* **What is needed**: Write out every line of the records below verbatim, omitting the pictures.

* **Provided entries**:
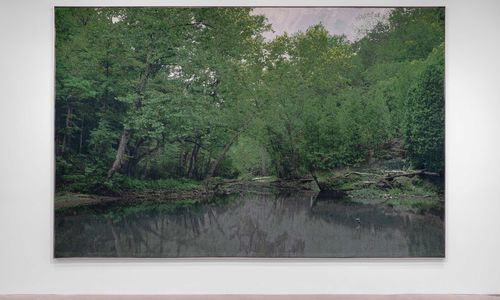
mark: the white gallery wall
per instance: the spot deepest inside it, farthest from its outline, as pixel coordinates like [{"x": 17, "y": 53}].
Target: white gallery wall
[{"x": 472, "y": 263}]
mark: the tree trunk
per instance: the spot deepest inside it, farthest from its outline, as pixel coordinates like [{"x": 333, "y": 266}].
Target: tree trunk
[
  {"x": 126, "y": 133},
  {"x": 263, "y": 167},
  {"x": 221, "y": 157},
  {"x": 81, "y": 136},
  {"x": 119, "y": 153},
  {"x": 66, "y": 129}
]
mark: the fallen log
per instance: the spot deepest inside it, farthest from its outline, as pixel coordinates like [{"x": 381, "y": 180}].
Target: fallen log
[{"x": 411, "y": 174}]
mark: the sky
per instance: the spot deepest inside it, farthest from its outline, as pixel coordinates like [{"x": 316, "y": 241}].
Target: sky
[{"x": 348, "y": 21}]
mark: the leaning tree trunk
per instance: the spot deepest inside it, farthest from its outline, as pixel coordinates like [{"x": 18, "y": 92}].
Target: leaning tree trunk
[
  {"x": 221, "y": 157},
  {"x": 126, "y": 132},
  {"x": 120, "y": 153}
]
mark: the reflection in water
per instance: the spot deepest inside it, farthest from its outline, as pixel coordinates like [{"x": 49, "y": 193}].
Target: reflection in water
[{"x": 260, "y": 225}]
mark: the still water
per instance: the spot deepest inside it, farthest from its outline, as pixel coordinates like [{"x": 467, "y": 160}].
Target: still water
[{"x": 255, "y": 225}]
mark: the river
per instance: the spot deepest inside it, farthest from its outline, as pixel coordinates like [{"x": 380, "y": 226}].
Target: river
[{"x": 298, "y": 224}]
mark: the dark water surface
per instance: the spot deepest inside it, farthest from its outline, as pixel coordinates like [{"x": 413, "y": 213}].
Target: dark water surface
[{"x": 256, "y": 225}]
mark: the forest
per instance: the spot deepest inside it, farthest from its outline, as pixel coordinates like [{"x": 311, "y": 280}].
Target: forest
[{"x": 176, "y": 98}]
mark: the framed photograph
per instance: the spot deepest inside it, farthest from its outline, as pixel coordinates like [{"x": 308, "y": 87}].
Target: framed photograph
[{"x": 249, "y": 132}]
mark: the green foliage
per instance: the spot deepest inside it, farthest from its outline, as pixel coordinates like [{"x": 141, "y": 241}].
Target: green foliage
[
  {"x": 200, "y": 88},
  {"x": 425, "y": 116},
  {"x": 182, "y": 184}
]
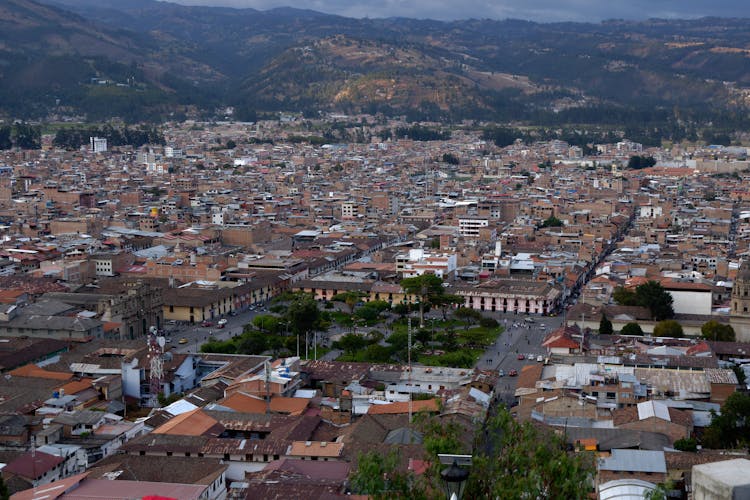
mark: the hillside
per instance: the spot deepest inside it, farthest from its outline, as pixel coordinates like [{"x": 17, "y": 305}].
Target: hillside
[{"x": 295, "y": 60}]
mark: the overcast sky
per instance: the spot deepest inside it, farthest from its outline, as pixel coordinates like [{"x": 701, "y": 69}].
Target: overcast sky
[{"x": 537, "y": 10}]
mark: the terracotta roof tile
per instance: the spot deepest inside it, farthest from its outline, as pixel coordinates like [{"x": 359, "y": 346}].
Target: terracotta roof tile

* **Answer to the problem**:
mark: the white gallery wall
per instance: the spot deepest inside it, farthest from its outline, as pixel coordinates like [{"x": 17, "y": 53}].
Target: white gallery wall
[{"x": 472, "y": 263}]
mark: the tree trunk
per instance: the spot deepest inside it, farthest from its outline, as pixel coordinates like [{"x": 333, "y": 266}].
Target: tree trunk
[
  {"x": 126, "y": 133},
  {"x": 263, "y": 167},
  {"x": 221, "y": 157},
  {"x": 81, "y": 136},
  {"x": 119, "y": 153},
  {"x": 66, "y": 129}
]
mark: the fallen log
per instance: the spot deepest inside it, farthest from its outline, as pixel coordinates like [{"x": 381, "y": 180}].
Target: fallen log
[{"x": 411, "y": 174}]
mark: the sky
per instance: the spot deepest inside it, farthest from its outline, as pixel coordinates like [{"x": 316, "y": 241}].
Target: sky
[{"x": 348, "y": 21}]
mark: the leaning tree trunk
per instance: the spot deepest inside it, farthest from its outline, as pixel coordinates like [{"x": 18, "y": 92}].
Target: leaning tree trunk
[
  {"x": 221, "y": 157},
  {"x": 126, "y": 132},
  {"x": 120, "y": 153}
]
mark: the reflection in water
per instance: the spot deepest inside it, farthest from its outline, as pixel coordinates like [{"x": 49, "y": 193}].
Target: reflection in water
[{"x": 260, "y": 225}]
mark: the still water
per instance: the spot deepest inside it, farthest from its outline, as pixel coordinates like [{"x": 467, "y": 160}].
Target: still water
[{"x": 255, "y": 225}]
mark: the river
per instance: the spot deepest inside it, farthest from its outline, as pixel coordinates like [{"x": 380, "y": 226}].
Target: river
[{"x": 298, "y": 224}]
mark: the dark water surface
per instance: the spot deepest inside it, farthest from its outline, as pixel coordinates like [{"x": 413, "y": 213}].
Target: dark water surface
[{"x": 256, "y": 225}]
mark: the forest
per instance: the spot deepest inside it, farthest from its outline, as pixel coordinates like [{"x": 311, "y": 280}].
Target: forest
[{"x": 176, "y": 98}]
mark: the framed photograph
per instance: the spot deepest inside it, farthest from its outline, as pixel coordinates like [{"x": 308, "y": 87}].
Target: framed photograph
[{"x": 249, "y": 132}]
mark: the green foliage
per instance: the spot deepest inside it, farthest from its outline, as pixel coordinates like [{"x": 141, "y": 241}].
Target: green foliage
[
  {"x": 200, "y": 88},
  {"x": 425, "y": 116},
  {"x": 182, "y": 184}
]
mark: the hillside
per instance: the spot deepest inside it, farthest from its outline, as pixel coordinates like [{"x": 17, "y": 305}].
Target: hillside
[{"x": 295, "y": 60}]
mark: the overcast sky
per instance: the spot deepest inside it, farthest from its outline, as pixel coordinates like [{"x": 701, "y": 69}].
Target: overcast sky
[{"x": 537, "y": 10}]
mark: the terracotta roof tile
per instance: the spot deepest inside it, farthest from its outline, as pixel coordinates like [{"x": 359, "y": 346}].
Target: terracotta roof tile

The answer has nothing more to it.